▸ WHAT NEEDS TO BE DONE
Answer these questions from the Ebola trial commentary:
1. What share of patients who reached the treatment center within 1 day after reported symptom onset died?
2. On average, how many days after symptom onset were patients enrolled?
3. Which two groups had higher mean baseline creatinine and aspartate aminotransferase values than the other two?

▸ DOCUMENT EXCERPT

It’s important to remember, and apparently something that many people have forgotten, but Ebola has an extremely high case fatality rate, much greater than SARS-COV2.
In fact, so high is the case fatality rate that the researchers here posited that a delay of treatment increased the odds of dying per day that patients did not receive treatment (emphasis mine):
A longer duration of symptoms before treatment was associated with significantly worse outcomes. Of note, 19% of patients who arrived at the treatment center within 1 day after the reported onset of symptoms died, as compared with 47% of patients who arrived after they had had symptoms for 5 days (Table S4). The odds of death increased by 11% (95% CI, 5 to 16) for each day after the onset of symptoms that the patient did not present to the treatment center (Table 3).
I don’t want to look exactly at this 11% value, but let’s suppose that the risk of death increases with each day that treatment is not provided. Given that patients were not enrolled until 5.5 days after symptom onset (on average) wouldn’t this inherently suggest that the mortality rates would be biased high on all accounts?
Paired with slow dosage in both the ZMapp and Remdesivir groups it’s not hard to see why the mortality rates were so high in these groups.
The researchers even comment on the need for early treatment:
In addition to differential effects of the four trial agents with respect to mortality, the results showed the importance of early diagnosis and treatment. We observed an 11% increase in the odds of death for each day that symptoms persisted before enrollment. These data highlight the need for community awareness that earlier diagnosis and treatment are associated with increased survival.
Paired with dosage issues it’s quite clear that the study design may have been doomed to fail. It doesn’t mean that ZMapp or Remdesivir would be effective against Ebola (to provide context ZMapp was considered the go-to treatment option for years), but that such a study design will inherently lead to a high mortality rate irrespective of what treatment was provided. However, given the lower dosage and the progression of the disease it’s hard to argue that both the ZMapp and Remdesivir groups would likely be affected.
3. Inconsistent randomization
Generally one would expect that the makeup of each arm of a study would be similar, including in various biomarkers and disease progression.
Here, it appears that several biomarkers related to organ dysfunction and damage were relatively higher in the ZMapp and Remdesivir arms:
The mean baseline serum creatinine level was 2.5±2.9 mg per deciliter (221±256 μmol per liter), the mean aspartate aminotransferase level was 668±700 U per liter, and the mean alanine aminotransferase level was 379±464 U per liter. The mean baseline creatinine and aspartate aminotransferase values were higher in the ZMapp and remdesivir groups than in the other two groups.

Stored records:
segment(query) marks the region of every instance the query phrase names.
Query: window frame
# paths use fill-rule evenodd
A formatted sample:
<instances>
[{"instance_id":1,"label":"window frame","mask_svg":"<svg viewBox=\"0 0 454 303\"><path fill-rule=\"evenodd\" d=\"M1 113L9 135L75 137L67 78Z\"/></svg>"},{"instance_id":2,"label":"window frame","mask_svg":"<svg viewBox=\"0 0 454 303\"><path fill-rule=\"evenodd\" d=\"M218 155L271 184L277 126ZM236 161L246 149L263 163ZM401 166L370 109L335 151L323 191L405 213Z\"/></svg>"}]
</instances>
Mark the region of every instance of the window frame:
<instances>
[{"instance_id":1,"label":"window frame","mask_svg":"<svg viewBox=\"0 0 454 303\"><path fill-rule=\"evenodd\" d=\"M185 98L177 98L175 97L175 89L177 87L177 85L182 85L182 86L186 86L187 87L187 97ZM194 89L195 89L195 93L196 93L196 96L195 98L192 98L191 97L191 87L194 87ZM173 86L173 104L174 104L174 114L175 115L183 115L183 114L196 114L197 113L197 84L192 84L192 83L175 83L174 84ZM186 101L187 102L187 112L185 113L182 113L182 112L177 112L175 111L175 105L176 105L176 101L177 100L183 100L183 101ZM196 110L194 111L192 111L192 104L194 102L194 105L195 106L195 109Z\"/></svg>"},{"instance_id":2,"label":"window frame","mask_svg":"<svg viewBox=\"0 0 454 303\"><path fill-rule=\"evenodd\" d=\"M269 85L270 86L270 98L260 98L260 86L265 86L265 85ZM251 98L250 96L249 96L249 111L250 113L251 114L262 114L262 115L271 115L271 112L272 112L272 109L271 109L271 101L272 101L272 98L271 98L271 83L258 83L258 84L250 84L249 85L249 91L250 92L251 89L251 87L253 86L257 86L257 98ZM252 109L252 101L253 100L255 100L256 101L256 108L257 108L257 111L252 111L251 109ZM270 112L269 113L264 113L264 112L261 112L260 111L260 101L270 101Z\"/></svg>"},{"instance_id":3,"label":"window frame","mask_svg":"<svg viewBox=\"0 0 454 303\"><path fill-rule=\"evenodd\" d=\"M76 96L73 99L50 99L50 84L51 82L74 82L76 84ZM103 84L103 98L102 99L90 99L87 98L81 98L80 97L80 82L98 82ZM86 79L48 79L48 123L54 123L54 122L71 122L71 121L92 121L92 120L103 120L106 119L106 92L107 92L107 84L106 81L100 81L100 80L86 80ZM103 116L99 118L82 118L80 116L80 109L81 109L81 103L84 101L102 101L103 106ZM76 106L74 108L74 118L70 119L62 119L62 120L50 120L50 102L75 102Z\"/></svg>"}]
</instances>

▸ RESULT
1. 19%
2. 5.5 days
3. The ZMapp and remdesivir groups